> **Extrait du document**
10:27 Publié dans Société | Lien permanent | Commentaires (23) | Tags : fourniret, télé-réalité
Commentaires
ABJECT,
> comme sont abjects les applaudissements que l'on entend trop souvent à l'énoncé d'un verdict : que ce soit de peine de mort (autrefois) pour un crime particulièrement odieux, ou de relaxe pour une euthanasie.
Écrit par : Michel de Guibert | 22/04/2008
CONTAGION
> Il y a une contagion de la télé-réalité : on ne fait plus la différence entre le spectacle et la réalité. La réalité devient spectacle. On savait tout ça depuis Debord : à quoi s'attendre, la "société du spectacle"... Mais là ca dépasse tout.
Écrit par : LaraM | 22/04/2008
AUTREFOIS
> Ca ne dépasse pas la foule d'autrefois venant assister aux guillotinades. Celles-ci étaient publiques soi disant pour l'édification des foules. En fait d'édification, le spectacle appelait tellement les bas instincts que la République a fini par le supprimer: les exécutions ont eu lieu en secret dans la cour des prisons, ensuite on a supprimé la peine de mort.
Écrit par : Danse-à-l'ombre | 22/04/2008
100 %
> Voici le résultat d'une enquête menée l'an dernier auprès de mes élèves de sixième de mon collège zep: 100% ont la télé dans leur chambre avec bouquet satellite bien sur; 90% ont un portable; 75% ont l'ordinateur dans leur chambre avec connexion internet. 50% ont un blog. sans commentaires.
Écrit par : vf | 22/04/2008
APPRENDRE LE SILENCE
> Tant qu'il n'y aura pas de prise de conscience massive que c'est là que se joue le non-avenir de notre société, rien n'y fera. Les foules adorent qu'on flatte leurs bas instincts. Et les personnes sont prisonnières de la foule si on ne leur apprend pas à se retirer dans la solitude. Ce pourrait être là un chantier de l'Eglise, qui accueille encore une bonne part des enfants pour le catéchisme : leur apprendre à faire silence, et dans les abîmes de profondeur de celui-ci, à y trouver la voix de Dieu qui les appelle à une plus grande liberté.
Écrit par : Pema S | 22/04/2008
LES MEDIAS
> Fascinant ! Et après on nous dit que le pouvoir d'achat est un problème. Le matérialisme marchand fait des dégâts incroyables dans les milieux populaires, ces milieux qui intéressent très peu les médias finalement. Les médias sont eux intéressés par les extrêmes: jet set ou délinquants.
Un drame se joue..

> **Données enregistrées**
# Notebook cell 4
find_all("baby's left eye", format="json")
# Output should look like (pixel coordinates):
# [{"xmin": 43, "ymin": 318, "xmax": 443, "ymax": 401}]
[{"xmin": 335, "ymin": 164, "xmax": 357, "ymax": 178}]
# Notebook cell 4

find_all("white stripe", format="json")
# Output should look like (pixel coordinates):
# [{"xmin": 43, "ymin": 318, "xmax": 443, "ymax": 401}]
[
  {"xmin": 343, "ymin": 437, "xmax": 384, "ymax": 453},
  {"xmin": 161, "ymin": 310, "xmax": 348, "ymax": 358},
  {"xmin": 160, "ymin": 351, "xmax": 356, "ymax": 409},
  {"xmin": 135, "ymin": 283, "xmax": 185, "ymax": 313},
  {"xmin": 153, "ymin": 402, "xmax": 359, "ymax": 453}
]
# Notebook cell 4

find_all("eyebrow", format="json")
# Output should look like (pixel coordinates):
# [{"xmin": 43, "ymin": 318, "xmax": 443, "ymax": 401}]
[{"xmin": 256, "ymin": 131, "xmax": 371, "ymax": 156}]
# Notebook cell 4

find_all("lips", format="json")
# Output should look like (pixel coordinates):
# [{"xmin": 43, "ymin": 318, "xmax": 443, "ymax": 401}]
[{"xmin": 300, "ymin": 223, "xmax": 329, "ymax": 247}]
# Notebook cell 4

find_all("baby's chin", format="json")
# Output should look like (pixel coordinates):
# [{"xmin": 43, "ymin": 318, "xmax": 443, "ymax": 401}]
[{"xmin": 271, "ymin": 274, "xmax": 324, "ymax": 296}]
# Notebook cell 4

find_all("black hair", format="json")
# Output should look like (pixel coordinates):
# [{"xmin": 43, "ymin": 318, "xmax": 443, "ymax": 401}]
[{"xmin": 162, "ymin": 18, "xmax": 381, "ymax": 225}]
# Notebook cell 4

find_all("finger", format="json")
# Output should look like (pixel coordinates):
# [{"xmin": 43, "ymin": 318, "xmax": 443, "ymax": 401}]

> **Tâches à faire**
1. Extrayez sans rien modifier le passage des commentaires sur la télé-réalité qui commence par « 10:27 Publié dans » et se poursuit jusqu'à « ca dépasse tout. ».
2. Prolongez les commentaires sur la télé-réalité à partir de leur dernière phrase.
Ces données n'interviennent pas dans ce travail.

> **Résultats attendus**
1.
10:27 Publié dans Société | Lien permanent | Commentaires (23) | Tags : fourniret, télé-réalité
Commentaires
ABJECT,
> comme sont abjects les applaudissements que l'on entend trop souvent à l'énoncé d'un verdict : que ce soit de peine de mort (autrefois) pour un crime particulièrement odieux, ou de relaxe pour une euthanasie.
Écrit par : Michel de Guibert | 22/04/2008
CONTAGION
> Il y a une contagion de la télé-réalité : on ne fait plus la différence entre le spectacle et la réalité. La réalité devient spectacle. On savait tout ça depuis Debord : à quoi s'attendre, la "société du spectacle"... Mais là ca dépasse tout.

2.
Écrit par : Ludovic | 22/04/2008
TERRIBLE
> Tout cela me donne la nausée pour parler gentiment. Nous sommes face à la foule, la même qui assistait à l'assassinat de Marie-Antoinette. Une foule c'est terrible, sans âme ni raison, c'est une résurgence du mal et des plus bas instincts de l'homme. Je souhaite que jamais nous ne soyons confronté à une guerre du type de celle des Balkans. Tout montre que nous ne sommes pas plus policés ou plus raisonnable que le pire des miliciens au fin fond de la région des grands lacs africains ou d'une région reculée de l'ex-yougoslavie.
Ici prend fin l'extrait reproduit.